- PAGE TEXT -

Whether they are out admiring fields of wild crocuses in spring, hiking to the snowy rocky peaks in summer, welcoming the cows back from the Alms in fall or snowboarding down them at neck-breaking speed in winter, Austrians are always finding excuses to go to the mountains.
And if you spend enough time here, you will be dragged along too. Dragged until you come to realize the very civilized traditions they cultivate for the the fine art of hiking – Alms.
Yes, they’ve placed Alms at most peaks – sometimes several along a trail — so that you, weary hiker, are duly rewarded with some Bergkäse, freshly baked bread and Bier once you reach the top. That and a Schnaps.
But as much as they love the mountains and being rewarded for hikes, the Austrians know and respect the inherent dangers of their beloved peaks. Austrian radio will report snow falls and avalanche dangers throughout the year and no Austrian in his or her right mind would ever leave the trail head without proper equipment and preparation. And when someone ventures on some mountain in flip-flops, the rescue effort invariably makes the news along with ample attention given to the details (sometimes with photos) of the poor preparation of the idiot tourist who went out in shorts and sandals with no water, gear or food.
Me? I hail from city of steel and bridges. Pennsylvania has hoagies and chipped ham sandwiches, but mountains? So when I moved to Austria, I had a lot to learn. So much in fact that I could eventually rattle off terms like “Gletscherspalte” and not readily know the English translation for it — glacier cleft?
For this reason, when I ventured the Annapurna Circuit trekking route many moons ago, I was uneasy. The circuit winds through the Annapurna mountain range in the Nepalese Himalayas with stops along the way in remote villages where you can eat and spend the night.
The trek takes 18 – 21 days, and for 200 miles, you lug your pack through tropical jungles which lead into dry land in the shadow of the Himalayas and eventually high alpine terrain which then circles back down again to drier land and lush fields.

- Stored data -
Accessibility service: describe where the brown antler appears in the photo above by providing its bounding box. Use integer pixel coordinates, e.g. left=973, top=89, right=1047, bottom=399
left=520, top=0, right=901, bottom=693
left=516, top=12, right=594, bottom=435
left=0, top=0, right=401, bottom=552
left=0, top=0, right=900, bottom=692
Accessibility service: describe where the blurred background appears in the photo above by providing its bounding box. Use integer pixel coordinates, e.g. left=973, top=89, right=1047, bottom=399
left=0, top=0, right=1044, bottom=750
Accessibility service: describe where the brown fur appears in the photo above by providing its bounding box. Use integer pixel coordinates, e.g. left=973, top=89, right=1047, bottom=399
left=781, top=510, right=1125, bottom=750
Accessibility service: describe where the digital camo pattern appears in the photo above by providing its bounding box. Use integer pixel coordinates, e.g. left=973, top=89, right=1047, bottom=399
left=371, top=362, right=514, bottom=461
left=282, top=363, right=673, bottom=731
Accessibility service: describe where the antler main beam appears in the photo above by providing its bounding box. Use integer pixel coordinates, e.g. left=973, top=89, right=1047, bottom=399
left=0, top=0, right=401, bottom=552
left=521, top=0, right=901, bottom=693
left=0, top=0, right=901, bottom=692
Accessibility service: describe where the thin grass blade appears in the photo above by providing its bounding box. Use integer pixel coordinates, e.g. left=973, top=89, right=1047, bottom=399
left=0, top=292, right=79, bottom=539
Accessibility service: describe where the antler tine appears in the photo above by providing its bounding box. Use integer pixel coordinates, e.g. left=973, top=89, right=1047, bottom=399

- EXERCISE INSTRUCTIONS -
1. Tally the lines of the listing that contain the string "brown", treating case as significant, and reply with the number alone.
2. Please carry on the piece about hiking in Austria and on the Annapurna Circuit, picking up right after its final sentence.

- OUTPUTS FOR THE TASKS -
1. 2

2.
In his book about trekking, David Nolan writes about the attitude necessary to enjoy a trek. One must have the “ability to shrug off – or even relish — minor hardships.” He even uses the words “stoicism in the face of difficulty” and a “willingness to suck it up.” And some days you have to “suck it up” quite a bit. The trail isn’t for the faint of heart and most people who ventured on it were well prepared. At least back then they were and I assume today isn’t much different.
The group of us who had happened to meet up in the village at the trail head were small but amiable and we would meet up for the next three weeks in various villages at various times throughout our hike. A growing bond formed at these meet ups that would increasingly last late into the night as we shared tales about hanging bridges and the impressive loads of the “Tigers of Snow”. Though I started the hike rather slow, and most of the others fast, after a few days, they slowed and I picked up speed until eventually, at the base camp before the daunting pass, we all met up again.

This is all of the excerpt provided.